(Items in a dataset)
# # # #
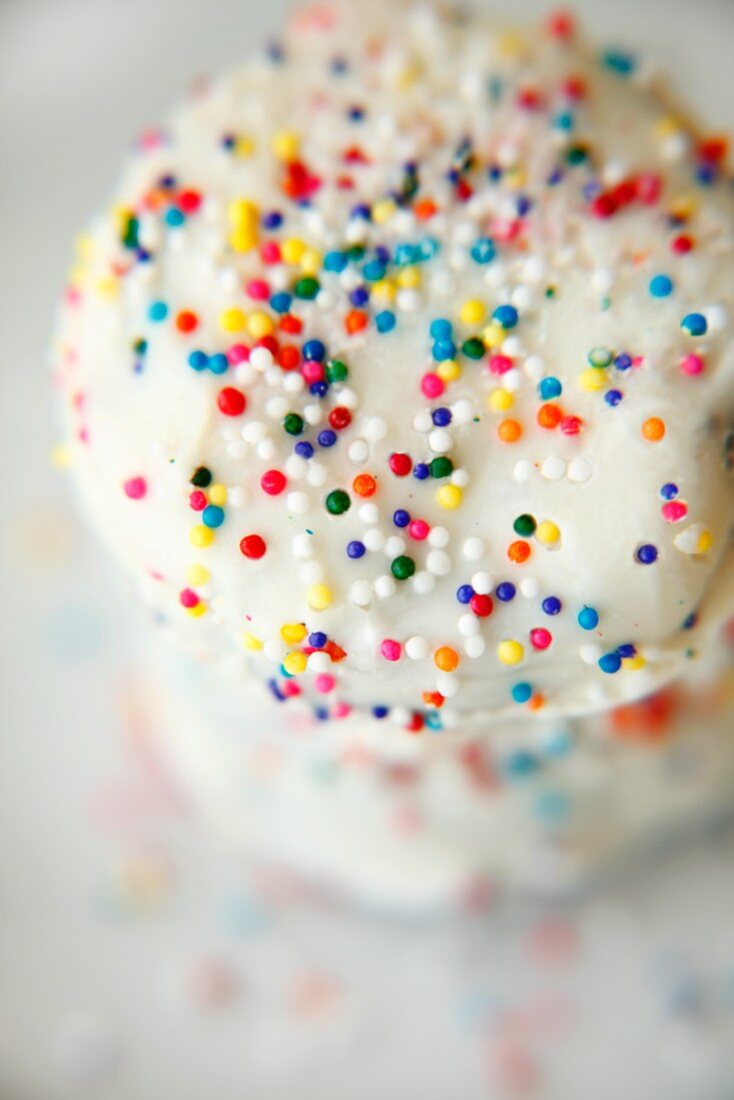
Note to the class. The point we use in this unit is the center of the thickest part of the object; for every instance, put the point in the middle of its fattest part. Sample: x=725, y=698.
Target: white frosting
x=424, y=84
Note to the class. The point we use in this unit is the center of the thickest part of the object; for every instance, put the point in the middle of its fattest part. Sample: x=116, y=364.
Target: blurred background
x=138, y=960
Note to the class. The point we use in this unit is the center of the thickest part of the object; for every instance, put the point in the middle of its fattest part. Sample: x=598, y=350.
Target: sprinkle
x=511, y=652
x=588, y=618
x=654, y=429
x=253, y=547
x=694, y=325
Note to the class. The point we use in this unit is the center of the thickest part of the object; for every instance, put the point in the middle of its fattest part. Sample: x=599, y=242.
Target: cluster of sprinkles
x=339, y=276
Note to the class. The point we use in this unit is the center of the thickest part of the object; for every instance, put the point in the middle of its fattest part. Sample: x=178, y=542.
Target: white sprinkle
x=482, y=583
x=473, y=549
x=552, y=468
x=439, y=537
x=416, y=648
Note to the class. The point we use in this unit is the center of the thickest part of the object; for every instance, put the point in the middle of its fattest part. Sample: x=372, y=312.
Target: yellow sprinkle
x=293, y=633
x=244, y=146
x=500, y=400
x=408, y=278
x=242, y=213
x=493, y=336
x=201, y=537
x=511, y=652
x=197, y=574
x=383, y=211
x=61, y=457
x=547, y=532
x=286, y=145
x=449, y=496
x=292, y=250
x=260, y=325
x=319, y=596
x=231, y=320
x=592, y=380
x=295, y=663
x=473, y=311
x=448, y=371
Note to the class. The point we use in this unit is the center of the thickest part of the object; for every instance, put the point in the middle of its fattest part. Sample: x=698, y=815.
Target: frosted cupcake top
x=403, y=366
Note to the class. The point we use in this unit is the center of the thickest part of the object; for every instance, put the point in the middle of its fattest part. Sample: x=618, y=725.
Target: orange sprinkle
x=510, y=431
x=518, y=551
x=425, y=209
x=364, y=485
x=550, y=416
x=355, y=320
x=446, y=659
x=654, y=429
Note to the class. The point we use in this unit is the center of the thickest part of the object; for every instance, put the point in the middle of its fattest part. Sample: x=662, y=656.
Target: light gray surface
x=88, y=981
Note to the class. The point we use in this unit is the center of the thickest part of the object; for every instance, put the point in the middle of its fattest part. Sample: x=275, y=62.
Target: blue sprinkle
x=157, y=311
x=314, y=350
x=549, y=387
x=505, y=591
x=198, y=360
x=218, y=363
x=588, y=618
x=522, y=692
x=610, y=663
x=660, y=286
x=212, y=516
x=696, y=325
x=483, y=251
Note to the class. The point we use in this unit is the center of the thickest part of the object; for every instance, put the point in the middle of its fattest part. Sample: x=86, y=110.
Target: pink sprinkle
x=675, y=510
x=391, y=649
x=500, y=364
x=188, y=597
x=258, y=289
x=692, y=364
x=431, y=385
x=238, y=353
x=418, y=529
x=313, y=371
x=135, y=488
# # # #
> [Exercise] Rewrite all of the records above, replacing "Target" with "Object" wherever it occurs and changing nothing else. Leave the pictures out.

> [Exercise solution]
Note to the class. The point we use in this unit is the center of the thickest part of the object; for every instance, put the point in the middle of its fattest part. Sample: x=725, y=698.
Object: white frosting
x=424, y=84
Note to the class. The point we use in this unit is the center of the thickest part of the object; for every instance, put the point in the middle of its fattest part. Sample: x=116, y=364.
Object: blurred background
x=138, y=960
Note to the class. The point we use in this unit is the center of the thickest part of the object; for every instance, put the point in the middle of its fattest part. Sample: x=598, y=350.
Object: sprinkle
x=511, y=652
x=588, y=618
x=654, y=429
x=253, y=547
x=694, y=325
Note to the class. The point we use in this unit is the center of the thickest part of the object; for every instance, put the point in the middle of its fattest part. Sample: x=599, y=242.
Object: cluster of sprinkles
x=339, y=276
Note to the class. The point we use in this unit is the center of the thickest part of the object; for every instance, put the point in the middle of its fattest part. Sample: x=178, y=542.
Object: white sprinkle
x=482, y=583
x=473, y=549
x=552, y=468
x=439, y=537
x=416, y=648
Note to the class. The point we use in this unit is the center of the thickest part of the object; for every instance, put the point in the middle of its fattest part. Sample: x=372, y=312.
Object: yellow sprinkle
x=293, y=633
x=244, y=146
x=500, y=400
x=408, y=278
x=242, y=213
x=493, y=336
x=201, y=537
x=511, y=652
x=197, y=574
x=383, y=211
x=61, y=457
x=547, y=532
x=286, y=145
x=449, y=496
x=292, y=250
x=260, y=325
x=319, y=596
x=231, y=320
x=592, y=380
x=295, y=663
x=473, y=311
x=448, y=371
Note to the class. The point we use in this unit is the center of the thickest part of the object; for every instance, put the point in the middle of its fattest part. Sample: x=698, y=815.
Object: frosted cupcake top
x=403, y=366
Note to the class. The point we use in this unit is the center of the thickest part of the object; for every instance, put the point in the middle of its fattest part. Sample: x=618, y=725.
Object: orange sprinkle
x=510, y=431
x=518, y=551
x=425, y=209
x=364, y=485
x=550, y=416
x=355, y=320
x=446, y=659
x=654, y=429
Note to the class. The point we use in this unit is the center of the thickest part of the object; for every instance, put the point in the middle of its fattest part. Sample: x=662, y=656.
Object: light gray surface
x=88, y=981
Note to the class. The point we use in this unit is the center of the thickest part of the object; for every instance, put the point in the middle of its fattest part. Sample: x=275, y=62.
Object: blue sprinkle
x=157, y=311
x=314, y=350
x=549, y=387
x=505, y=591
x=198, y=360
x=218, y=363
x=588, y=618
x=522, y=692
x=610, y=663
x=660, y=286
x=212, y=516
x=696, y=325
x=483, y=251
Note to the class. The point we use in this unit is the center of the thickest part of the object; for every instance, put the point in the middle of its fattest part. Sample: x=86, y=110.
Object: pink sprinkle
x=675, y=510
x=391, y=649
x=500, y=364
x=188, y=597
x=258, y=289
x=692, y=364
x=431, y=385
x=238, y=353
x=418, y=529
x=313, y=371
x=135, y=488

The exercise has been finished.